Viewing: Photo | Street View

At a cost of $4 million, the Albee Theatre was considered Cincinnati’s finest movie palace. Opened on December 24, 1927, this Thomas Lamb palace was named after its builder, E. F. Albee, noted vaudeville theater owner and a relative of famous playwright Edward Albee.

The first movie to be shown in its 3,500-seat auditorium was “Get Your Man!” with Clara Bow starring.

Until 1960, the theater booked stage show acts in addition to showing movies. Another source says the stage shows stopped as early as 1957.

It was torn down in 1977 and a hotel was constructed in its place. Some portions of the theater were saved and are now located in other buildings including Music Hall and the Public Library of Cincinnati and Hamilton County.

The facade was one of the saved sections of the building and now sits on the 5th Street side of the Albert B. Sabin Convention Center — about 3 blocks from where the original theater once stood.

Contributed by Ray Martinez, Anna Horton, John Ryan

Recent comments (view all 47 comments)

kencmcintyre
kencmcintyre on February 24, 2009 at 3:06 am

That’s all there is.

Mike Rogers
Mike Rogers on January 3, 2010 at 1:44 am

The ALBEE a Stanley-Warner Theatre on August 9 1974 they are showing TOUGH ! about a tough black kid, Rated G. Guess some G rated movies do play in Downtown theatres in those days. It was first run.

melissakramer
melissakramer on March 4, 2010 at 6:55 am

I’m working on a post about the Albee for my new website, which will be devoted to Cincinnati’s historic architecture, and I’d appreciate any comments, stories, etc., about the Albee Theater, the Emery Theater, etc.

Thanks

MTS
MTS on March 9, 2010 at 12:19 am

Melissa –

Contact me via PM on this site. If that fails, visit the ‘contact us’ page at http://www.cincyworldcinema.org

WayneS
WayneS on October 19, 2011 at 8:18 am

armleder I saw a number of films at the Albee in the early sixties. Gorgeous wonderful palace of a theater, including “The Music Man” in stereo sound. I attended a couple times with a black friend and have no memory of any racial discrimination.

Data listing
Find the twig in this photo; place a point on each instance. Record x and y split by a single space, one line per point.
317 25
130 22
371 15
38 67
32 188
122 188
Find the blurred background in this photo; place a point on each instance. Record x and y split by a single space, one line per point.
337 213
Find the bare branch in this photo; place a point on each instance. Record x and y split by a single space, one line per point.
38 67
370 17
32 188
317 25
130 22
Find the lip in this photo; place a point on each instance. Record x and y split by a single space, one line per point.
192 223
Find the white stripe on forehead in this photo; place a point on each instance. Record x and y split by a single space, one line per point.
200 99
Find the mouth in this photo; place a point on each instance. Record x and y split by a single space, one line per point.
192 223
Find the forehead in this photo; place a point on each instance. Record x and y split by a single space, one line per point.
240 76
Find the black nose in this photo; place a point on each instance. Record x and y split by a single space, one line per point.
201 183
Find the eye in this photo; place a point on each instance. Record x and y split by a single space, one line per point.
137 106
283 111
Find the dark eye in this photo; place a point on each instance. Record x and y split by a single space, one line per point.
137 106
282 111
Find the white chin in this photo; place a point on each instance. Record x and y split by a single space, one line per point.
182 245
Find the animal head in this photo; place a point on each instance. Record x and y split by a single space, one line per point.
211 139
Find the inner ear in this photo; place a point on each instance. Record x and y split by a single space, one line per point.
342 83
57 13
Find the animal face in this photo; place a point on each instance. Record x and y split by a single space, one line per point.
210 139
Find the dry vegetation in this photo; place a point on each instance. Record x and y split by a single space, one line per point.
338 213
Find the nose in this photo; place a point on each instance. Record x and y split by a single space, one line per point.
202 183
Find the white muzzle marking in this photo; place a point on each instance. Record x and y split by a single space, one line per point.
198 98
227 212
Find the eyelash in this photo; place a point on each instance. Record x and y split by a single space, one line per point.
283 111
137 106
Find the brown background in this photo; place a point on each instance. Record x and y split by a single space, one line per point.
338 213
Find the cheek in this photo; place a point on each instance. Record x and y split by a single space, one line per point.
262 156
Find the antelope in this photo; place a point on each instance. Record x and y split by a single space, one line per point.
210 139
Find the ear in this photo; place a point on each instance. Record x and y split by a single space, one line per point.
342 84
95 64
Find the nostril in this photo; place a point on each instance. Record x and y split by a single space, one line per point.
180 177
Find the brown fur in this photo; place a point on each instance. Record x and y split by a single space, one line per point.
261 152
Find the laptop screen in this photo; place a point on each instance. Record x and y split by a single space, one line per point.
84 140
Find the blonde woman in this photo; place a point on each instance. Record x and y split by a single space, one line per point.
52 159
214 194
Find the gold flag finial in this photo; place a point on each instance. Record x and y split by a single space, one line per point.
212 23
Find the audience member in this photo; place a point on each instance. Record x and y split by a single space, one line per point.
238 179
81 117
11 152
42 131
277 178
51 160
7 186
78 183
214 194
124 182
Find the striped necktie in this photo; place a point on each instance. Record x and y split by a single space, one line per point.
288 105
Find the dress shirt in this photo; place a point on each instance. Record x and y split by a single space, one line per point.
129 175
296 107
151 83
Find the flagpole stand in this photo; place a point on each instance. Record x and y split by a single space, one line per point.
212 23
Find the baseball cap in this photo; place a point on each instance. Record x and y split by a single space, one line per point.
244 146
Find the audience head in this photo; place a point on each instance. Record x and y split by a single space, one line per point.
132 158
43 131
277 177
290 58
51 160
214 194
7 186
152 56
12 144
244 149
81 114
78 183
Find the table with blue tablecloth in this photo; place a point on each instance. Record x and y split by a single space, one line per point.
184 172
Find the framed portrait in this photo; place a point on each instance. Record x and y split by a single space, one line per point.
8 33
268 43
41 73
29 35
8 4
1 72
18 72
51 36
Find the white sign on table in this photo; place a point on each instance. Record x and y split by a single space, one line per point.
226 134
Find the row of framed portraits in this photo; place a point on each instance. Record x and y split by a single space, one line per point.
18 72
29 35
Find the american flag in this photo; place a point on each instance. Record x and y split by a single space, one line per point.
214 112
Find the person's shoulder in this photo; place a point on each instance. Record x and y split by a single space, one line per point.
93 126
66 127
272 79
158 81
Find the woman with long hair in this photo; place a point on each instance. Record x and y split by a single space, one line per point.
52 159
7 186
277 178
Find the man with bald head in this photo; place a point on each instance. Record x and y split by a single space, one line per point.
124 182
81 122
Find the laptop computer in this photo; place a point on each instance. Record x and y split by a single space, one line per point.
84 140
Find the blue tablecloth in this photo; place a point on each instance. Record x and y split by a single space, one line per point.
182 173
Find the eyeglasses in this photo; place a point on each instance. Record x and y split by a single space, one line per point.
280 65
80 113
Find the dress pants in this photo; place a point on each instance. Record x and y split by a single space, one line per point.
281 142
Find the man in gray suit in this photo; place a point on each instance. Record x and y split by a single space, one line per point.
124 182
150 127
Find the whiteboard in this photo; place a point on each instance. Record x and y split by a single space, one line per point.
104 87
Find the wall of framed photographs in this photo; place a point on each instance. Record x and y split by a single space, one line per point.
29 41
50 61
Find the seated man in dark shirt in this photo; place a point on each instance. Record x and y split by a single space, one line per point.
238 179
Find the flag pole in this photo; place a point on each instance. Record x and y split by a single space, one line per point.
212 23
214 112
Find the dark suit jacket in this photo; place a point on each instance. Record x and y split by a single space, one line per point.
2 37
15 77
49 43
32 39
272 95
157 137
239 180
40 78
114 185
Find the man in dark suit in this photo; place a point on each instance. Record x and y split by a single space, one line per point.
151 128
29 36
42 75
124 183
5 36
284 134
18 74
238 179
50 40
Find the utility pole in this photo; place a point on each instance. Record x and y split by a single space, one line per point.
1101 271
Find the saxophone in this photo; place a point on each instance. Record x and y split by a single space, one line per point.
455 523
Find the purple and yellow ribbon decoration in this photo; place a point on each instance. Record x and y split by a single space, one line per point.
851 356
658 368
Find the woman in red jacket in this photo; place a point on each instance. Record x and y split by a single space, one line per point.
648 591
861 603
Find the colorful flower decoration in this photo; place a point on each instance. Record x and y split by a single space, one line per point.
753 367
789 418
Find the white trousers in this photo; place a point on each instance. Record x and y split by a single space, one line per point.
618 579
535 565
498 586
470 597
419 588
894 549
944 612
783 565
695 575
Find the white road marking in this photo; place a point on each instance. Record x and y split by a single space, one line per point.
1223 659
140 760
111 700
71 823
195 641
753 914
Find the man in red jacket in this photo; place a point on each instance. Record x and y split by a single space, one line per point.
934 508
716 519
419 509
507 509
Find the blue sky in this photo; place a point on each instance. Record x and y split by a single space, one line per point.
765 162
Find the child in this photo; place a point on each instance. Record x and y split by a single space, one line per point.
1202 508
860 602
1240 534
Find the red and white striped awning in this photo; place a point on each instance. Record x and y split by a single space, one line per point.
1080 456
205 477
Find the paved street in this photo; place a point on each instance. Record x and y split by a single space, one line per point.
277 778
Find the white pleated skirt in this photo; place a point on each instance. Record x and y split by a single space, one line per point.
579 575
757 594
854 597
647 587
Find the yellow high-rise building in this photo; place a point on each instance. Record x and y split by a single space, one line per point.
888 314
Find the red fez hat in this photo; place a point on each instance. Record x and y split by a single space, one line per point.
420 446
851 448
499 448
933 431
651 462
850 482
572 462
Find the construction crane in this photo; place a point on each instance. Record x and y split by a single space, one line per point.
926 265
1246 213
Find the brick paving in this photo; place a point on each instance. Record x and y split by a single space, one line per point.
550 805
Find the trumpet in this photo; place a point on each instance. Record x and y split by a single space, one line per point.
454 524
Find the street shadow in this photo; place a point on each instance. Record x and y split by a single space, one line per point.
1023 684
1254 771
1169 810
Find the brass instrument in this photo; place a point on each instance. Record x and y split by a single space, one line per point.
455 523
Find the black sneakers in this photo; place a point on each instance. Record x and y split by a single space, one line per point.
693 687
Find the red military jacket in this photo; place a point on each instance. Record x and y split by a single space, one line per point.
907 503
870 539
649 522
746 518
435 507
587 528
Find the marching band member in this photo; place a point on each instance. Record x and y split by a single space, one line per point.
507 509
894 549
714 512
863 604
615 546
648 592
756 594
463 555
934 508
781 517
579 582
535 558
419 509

Job A: In the Albee Theatre text, where is the saved facade located today?
Job B: Continue the Albee Theatre text from its final sentence.

Right answer A: On the 5th Street side of the Albert B. Sabin Convention Center, about 3 blocks from where the original theater stood.

Right answer B:
Trolleyguy
Trolleyguy on October 19, 2011 at 5:00 pm

when I would visit relatives in Cincinnati as a youngster from Chicago in the 50’s, there was definitely de facto segregation in public places, like movie theaters and the Coney Island amusement park.

No surprises here. In his autobiography, the comedian Dick Gregory wrote about having to sit in the segregated balcony of a Carbondale Illinois movie theater. Illinois and Ohio did not have Jim Crow laws on the books, but they existed in unofficial practice,nonetheless.

hanksykes
hanksykes on December 7, 2012 at 10:33 pm

All 8 of our RKO first run houses downtown escaped the water damage from Ohio’s 1937 flood as they were all above the waters peak by 69 feet.

cincinnaticarol
cincinnaticarol on March 21, 2013 at 10:45 pm

CORRECTION: the above states that “The facade was also later duplicated on the 5th Street side of the Albert B. Sabin Convention Center — about 3 blocks from where the original theater once stood.” My father worked in Urban Renewal and I clearly remember when the Convention Center was built and the Albee town down. The Albee theatre facade was NOT DUPLICATED, it is the ORIGINAL facade that was saved and placed on one of the Convention Center’s entrances. Yes, the Albee facade was saved!!!

hanksykes
hanksykes on February 3, 2014 at 3:11 pm

Removal of the splendid Albee Theatre on fifth street was Cincinnati’s most stupid theater loss.